** What the task requires **
An identical copy of the records below is the expected result.

** Supplied information **
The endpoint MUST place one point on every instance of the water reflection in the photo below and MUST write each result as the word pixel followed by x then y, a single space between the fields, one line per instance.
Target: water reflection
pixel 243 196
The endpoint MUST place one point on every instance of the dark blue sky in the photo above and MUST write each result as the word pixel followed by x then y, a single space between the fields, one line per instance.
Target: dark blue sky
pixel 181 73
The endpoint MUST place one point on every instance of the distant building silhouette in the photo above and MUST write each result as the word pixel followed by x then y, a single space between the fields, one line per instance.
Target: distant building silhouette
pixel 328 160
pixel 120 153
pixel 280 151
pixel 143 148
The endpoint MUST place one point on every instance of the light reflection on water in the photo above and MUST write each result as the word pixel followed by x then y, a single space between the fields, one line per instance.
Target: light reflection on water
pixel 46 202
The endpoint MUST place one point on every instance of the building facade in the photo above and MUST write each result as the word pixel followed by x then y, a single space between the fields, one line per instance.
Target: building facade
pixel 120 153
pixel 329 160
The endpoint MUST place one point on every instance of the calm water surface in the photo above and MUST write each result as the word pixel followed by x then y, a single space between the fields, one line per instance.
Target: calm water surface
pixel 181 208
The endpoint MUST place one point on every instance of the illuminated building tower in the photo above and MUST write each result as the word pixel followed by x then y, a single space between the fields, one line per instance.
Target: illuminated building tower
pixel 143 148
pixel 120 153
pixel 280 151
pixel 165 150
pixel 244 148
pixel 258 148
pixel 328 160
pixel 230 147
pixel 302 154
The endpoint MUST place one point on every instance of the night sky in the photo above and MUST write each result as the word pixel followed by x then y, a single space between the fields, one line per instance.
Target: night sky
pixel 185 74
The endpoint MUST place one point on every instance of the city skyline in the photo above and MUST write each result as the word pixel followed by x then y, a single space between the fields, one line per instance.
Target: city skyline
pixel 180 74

** Output for this task **
The endpoint MUST place one point on every instance of the water reflection in the photo below and MUST write each result as the word pixel followed by x then y, a single space between the fields, one line per instance.
Target: water reflection
pixel 243 196
The endpoint MUST place one point on every instance of the dark blue sky in the photo above and MUST write each result as the word pixel followed by x then y, a single space between the fields, one line per instance.
Target: dark blue sky
pixel 181 73
The endpoint MUST place one point on every instance of the distant building silhouette in the photo above and MUST write each result as the word pixel followed by x then y, a single space between the fields, one line per instance.
Target: distant building silhouette
pixel 328 160
pixel 120 153
pixel 280 151
pixel 143 148
The endpoint MUST place one point on every instance of the light reflection on water in the photo above and MUST write each result as the word pixel followed by x then y, a single space between the fields, one line per instance.
Target: light reflection on water
pixel 46 202
The endpoint MUST place one point on every instance of the building facade in the photo above and MUST write each result as the word pixel followed by x then y, a single space between the fields, one line per instance.
Target: building facade
pixel 120 153
pixel 329 160
The endpoint MUST place one point on every instance of the calm water surface in the photo above and MUST write each result as the word pixel followed by x then y, a single space between the fields, one line per instance.
Target: calm water surface
pixel 181 208
The endpoint MUST place one point on every instance of the illuminated building tower in the photo above and MUST write each result as the word pixel followed by x then y, a single space between the fields, one line per instance.
Target: illuminated building tower
pixel 143 148
pixel 120 153
pixel 280 151
pixel 165 150
pixel 244 148
pixel 258 148
pixel 328 160
pixel 230 147
pixel 302 154
The endpoint MUST place one point on every instance of the night sky in the photo above and MUST write each result as the word pixel followed by x then y, a single space between the fields, one line per instance.
Target: night sky
pixel 185 74
The endpoint MUST place one point on every instance of the city skyline in the photo above and MUST write each result as the word pixel followed by x then y, a single space between the fields, one line per instance.
Target: city skyline
pixel 180 74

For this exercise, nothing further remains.